页面摘录:
######

Linux内核内存回收主要有快速内存回收、直接内存回收、kswapd内存回收,这篇文章主要讨论kswapd内存回收,也称为后台回收。
在系统启动过程执行start_kernel的时候会执行kswapd_init,在kswapd_init函数里执行kthread_run,为每个内存节点(node)创建kswapd内核线程。Kswapd内核线程函数体如下所示:
static int kswapd(void *p)
{
unsigned int alloc_order, reclaim_order;
unsigned int classzone_idx = MAX_NR_ZONES - 1;
pg_data_t *pgdat = (pg_data_t*)p;
struct task_struct *tsk = current;
const struct cpumask *cpumask = cpumask_of_node(pgdat->node_id);
if (!cpumask_empty(cpumask))
set_cpus_allowed_ptr(tsk, cpumask);
/*
* Tell the memory management that we're a "memory allocator",
* and that if we need more memory we should get access to it
* regardless (see "__alloc_pages()"). "kswapd" should
* never get caught in the normal page freeing logic.
*
* (Kswapd normally doesn't need memory anyway, but sometimes
* you need a small amount of memory in order to be able to
* page out something else, and this flag essentially protects
* us from recursively trying to free more memory as we're
* trying to free the first piece of memory in the first place).
*/
//标识自己是kswap进程,并允许回写脏页到swap分区
tsk->flags |= PF_MEMALLOC | PF_SWAPWRITE | PF_KSWAPD;
set_freezable();
pgdat->kswapd_order = 0;
pgdat->kswapd_classzone_idx = MAX_NR_ZONES;
for ( ; ; ) {
bool ret;
alloc_order = reclaim_order = pgdat->kswapd_order;
classzone_idx = kswapd_classzone_idx(pgdat, classzone_idx);
kswapd_try_sleep:
//kswap进程尝试睡眠
kswapd_try_to_sleep(pgdat, alloc_order, reclaim_order,
classzone_idx);
/* Read the new order and classzone_idx */
alloc_order = reclaim_order = pgdat->kswapd_order;
classzone_idx = kswapd_classzone_idx(pgdat, classzone_idx);
pgdat->kswapd_order = 0;
pgdat->kswapd_classzone_idx = MAX_NR_ZONES;
ret = try_to_freeze();
if (kthread_should_stop())

######

数据集内容:
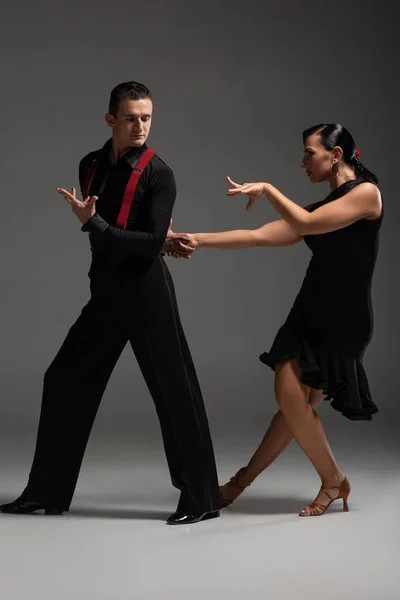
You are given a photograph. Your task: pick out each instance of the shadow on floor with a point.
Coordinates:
(275, 505)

######

练习题目 1:
根据页面摘录回答：
(a) Linux内核内存回收主要有哪三种？
(b) 在kswapd_init函数里执行哪个函数，为每个内存节点创建kswapd内核线程？
(c) 代码中给tsk->flags按位或上了哪三个标志？
练习题目 2:
请复制页面摘录中从“set_cpus_allowed_ptr(tsk, cpumask);”到“page freeing logic.”之间的部分，首尾两处都要包含在内。
完成本练习用不到上面列表里的任何内容。

最终结果 1:
(a) 快速内存回收、直接内存回收、kswapd内存回收。
(b) kthread_run。
(c) PF_MEMALLOC、PF_SWAPWRITE、PF_KSWAPD。

最终结果 2:
set_cpus_allowed_ptr(tsk, cpumask);
/*
* Tell the memory management that we're a "memory allocator",
* and that if we need more memory we should get access to it
* regardless (see "__alloc_pages()"). "kswapd" should
* never get caught in the normal page freeing logic.